Gather every line of the material below that contains the word "plate", and copy each one as it appears.

* start *

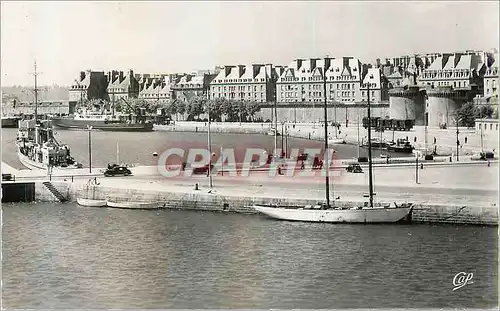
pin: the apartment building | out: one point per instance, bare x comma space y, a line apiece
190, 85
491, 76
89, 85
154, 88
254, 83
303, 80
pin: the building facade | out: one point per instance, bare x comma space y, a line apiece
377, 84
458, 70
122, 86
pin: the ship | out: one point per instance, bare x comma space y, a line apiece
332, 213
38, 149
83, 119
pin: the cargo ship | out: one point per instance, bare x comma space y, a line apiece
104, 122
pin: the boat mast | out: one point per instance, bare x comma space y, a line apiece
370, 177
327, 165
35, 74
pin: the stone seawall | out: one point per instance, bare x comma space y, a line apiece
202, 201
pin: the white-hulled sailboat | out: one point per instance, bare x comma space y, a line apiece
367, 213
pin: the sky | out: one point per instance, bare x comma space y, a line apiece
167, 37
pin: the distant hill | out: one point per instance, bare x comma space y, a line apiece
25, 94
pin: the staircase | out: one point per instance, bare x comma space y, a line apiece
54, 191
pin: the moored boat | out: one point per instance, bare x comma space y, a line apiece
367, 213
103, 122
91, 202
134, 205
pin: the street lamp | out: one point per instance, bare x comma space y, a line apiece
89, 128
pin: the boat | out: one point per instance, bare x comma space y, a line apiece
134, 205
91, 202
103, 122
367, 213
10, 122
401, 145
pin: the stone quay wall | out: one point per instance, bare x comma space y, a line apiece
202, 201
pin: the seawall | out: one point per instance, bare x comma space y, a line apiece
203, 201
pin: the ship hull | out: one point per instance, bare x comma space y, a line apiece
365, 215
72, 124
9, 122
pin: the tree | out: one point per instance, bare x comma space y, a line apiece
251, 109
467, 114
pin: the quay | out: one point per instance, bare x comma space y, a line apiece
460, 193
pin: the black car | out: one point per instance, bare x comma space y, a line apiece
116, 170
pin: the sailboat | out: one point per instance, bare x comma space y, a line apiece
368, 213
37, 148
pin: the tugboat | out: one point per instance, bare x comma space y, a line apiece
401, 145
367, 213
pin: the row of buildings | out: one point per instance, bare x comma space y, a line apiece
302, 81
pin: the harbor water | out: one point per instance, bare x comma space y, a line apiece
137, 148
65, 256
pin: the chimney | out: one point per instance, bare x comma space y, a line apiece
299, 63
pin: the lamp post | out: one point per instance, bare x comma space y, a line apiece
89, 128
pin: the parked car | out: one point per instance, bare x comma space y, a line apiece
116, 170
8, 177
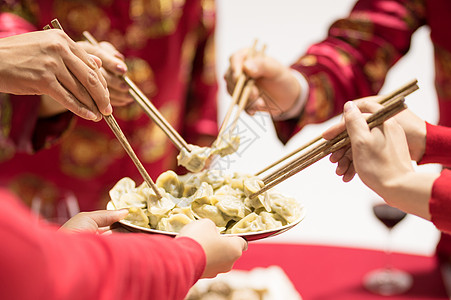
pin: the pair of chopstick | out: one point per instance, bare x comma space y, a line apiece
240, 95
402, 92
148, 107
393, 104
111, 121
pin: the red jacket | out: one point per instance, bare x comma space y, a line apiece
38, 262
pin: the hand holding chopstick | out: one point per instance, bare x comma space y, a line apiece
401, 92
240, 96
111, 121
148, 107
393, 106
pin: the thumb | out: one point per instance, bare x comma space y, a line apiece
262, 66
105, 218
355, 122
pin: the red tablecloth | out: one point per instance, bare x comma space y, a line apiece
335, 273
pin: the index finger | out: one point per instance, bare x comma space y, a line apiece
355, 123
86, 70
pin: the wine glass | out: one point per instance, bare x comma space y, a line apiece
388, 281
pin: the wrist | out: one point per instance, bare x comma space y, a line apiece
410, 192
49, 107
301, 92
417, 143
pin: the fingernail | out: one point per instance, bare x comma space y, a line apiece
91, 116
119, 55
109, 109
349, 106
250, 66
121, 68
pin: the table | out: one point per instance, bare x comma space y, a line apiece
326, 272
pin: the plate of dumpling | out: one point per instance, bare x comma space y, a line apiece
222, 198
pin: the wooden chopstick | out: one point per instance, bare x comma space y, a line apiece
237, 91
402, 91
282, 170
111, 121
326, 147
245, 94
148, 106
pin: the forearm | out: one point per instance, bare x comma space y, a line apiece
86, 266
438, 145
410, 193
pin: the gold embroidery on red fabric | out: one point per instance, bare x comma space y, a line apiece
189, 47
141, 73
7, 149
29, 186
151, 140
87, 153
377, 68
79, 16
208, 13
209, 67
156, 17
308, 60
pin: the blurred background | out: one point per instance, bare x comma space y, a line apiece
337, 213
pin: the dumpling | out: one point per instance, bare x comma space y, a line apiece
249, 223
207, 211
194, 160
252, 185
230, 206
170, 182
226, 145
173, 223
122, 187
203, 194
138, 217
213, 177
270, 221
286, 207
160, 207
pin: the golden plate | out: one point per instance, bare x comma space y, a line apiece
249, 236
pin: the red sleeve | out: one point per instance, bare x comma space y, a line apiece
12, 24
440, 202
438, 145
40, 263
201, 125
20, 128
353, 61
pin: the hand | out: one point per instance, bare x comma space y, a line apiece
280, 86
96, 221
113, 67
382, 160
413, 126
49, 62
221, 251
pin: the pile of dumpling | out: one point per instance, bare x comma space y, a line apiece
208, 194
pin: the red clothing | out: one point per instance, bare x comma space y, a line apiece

* end *
* start *

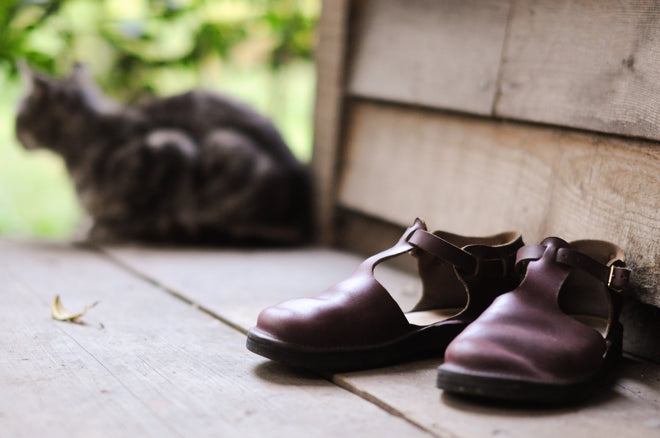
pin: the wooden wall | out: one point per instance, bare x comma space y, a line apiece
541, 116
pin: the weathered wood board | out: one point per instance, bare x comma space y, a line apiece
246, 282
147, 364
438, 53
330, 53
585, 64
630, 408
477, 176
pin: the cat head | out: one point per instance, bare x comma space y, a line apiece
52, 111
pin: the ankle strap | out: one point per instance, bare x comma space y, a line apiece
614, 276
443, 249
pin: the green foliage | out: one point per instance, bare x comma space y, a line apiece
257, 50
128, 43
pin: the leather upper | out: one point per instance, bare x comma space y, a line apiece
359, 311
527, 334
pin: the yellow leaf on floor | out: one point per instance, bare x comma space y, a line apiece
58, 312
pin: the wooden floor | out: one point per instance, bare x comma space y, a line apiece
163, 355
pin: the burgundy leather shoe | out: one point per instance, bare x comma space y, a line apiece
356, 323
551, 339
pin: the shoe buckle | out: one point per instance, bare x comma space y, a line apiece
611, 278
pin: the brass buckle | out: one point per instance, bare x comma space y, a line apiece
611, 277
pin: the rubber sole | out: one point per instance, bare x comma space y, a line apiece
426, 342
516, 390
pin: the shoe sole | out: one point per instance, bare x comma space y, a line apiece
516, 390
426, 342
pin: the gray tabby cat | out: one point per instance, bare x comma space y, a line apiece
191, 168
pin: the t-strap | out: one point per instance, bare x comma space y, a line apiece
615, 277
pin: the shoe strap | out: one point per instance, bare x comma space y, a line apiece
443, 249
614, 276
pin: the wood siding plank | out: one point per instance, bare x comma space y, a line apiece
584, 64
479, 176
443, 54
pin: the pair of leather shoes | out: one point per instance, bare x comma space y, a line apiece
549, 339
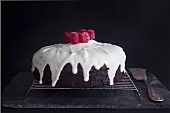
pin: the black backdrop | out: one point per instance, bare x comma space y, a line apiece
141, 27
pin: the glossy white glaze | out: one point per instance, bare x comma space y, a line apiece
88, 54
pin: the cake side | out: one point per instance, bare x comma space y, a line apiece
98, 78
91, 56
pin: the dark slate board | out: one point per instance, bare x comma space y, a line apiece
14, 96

* end *
* start *

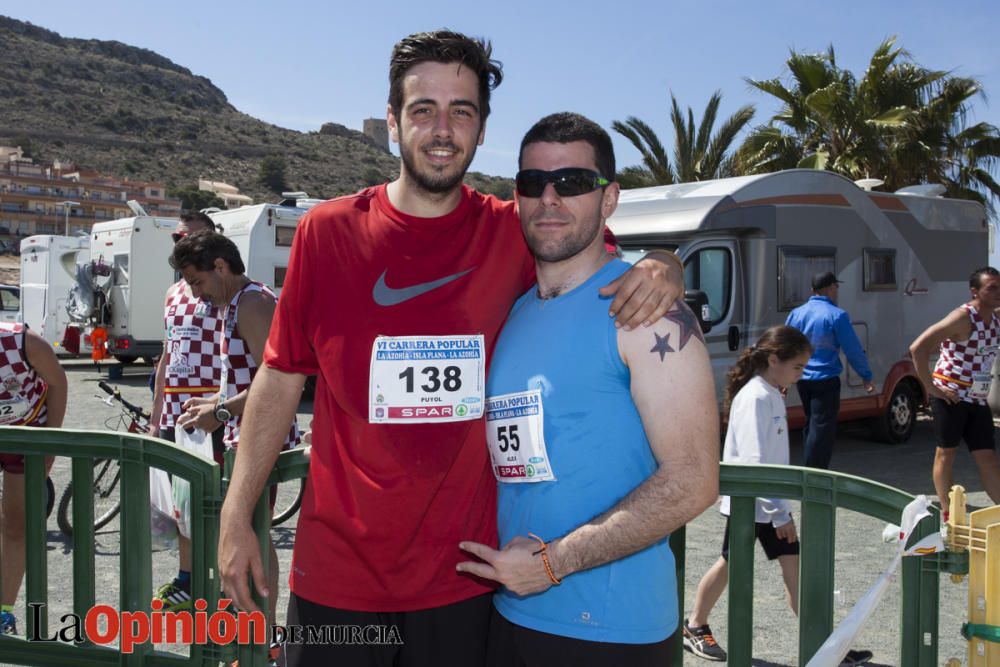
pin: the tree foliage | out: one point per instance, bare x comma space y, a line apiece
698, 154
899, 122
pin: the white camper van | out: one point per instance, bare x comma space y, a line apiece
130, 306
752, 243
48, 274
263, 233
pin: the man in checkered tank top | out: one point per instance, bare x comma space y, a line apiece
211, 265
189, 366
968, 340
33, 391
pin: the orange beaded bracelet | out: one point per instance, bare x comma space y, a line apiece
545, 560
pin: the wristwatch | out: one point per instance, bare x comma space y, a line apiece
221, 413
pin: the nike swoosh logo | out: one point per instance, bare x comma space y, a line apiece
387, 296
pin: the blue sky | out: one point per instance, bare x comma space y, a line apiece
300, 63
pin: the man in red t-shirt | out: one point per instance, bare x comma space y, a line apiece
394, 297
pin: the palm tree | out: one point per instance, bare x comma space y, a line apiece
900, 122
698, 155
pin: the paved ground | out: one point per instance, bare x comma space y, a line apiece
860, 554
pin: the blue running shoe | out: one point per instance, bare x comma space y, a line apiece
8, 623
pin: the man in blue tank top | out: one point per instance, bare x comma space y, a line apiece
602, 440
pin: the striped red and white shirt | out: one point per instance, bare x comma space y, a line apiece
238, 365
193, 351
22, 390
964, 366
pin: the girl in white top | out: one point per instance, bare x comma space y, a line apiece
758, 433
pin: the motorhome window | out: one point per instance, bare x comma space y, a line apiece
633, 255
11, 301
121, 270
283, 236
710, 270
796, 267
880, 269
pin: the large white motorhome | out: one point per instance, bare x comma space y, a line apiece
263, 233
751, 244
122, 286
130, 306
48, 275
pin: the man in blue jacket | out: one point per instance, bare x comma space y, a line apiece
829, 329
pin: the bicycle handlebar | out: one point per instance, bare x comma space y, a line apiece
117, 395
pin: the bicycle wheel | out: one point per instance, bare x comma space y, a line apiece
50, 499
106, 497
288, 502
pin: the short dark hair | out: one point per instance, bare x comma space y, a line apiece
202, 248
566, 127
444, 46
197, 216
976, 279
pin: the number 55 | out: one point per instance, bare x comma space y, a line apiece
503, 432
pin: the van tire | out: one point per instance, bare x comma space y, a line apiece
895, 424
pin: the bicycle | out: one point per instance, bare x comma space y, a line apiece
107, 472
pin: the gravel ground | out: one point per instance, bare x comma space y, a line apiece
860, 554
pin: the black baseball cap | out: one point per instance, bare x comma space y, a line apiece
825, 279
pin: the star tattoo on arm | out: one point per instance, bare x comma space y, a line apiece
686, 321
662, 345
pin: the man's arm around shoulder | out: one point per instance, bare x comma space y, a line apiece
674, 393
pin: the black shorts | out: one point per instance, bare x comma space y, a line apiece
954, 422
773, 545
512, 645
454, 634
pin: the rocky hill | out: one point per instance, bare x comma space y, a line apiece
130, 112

* end *

Answer to this exercise:
pin: the plate of dumpling | out: one point per instance, bare x comma space y, a line apiece
pin: the golden plate | out: one point per instance, bare x comma space y, a line apiece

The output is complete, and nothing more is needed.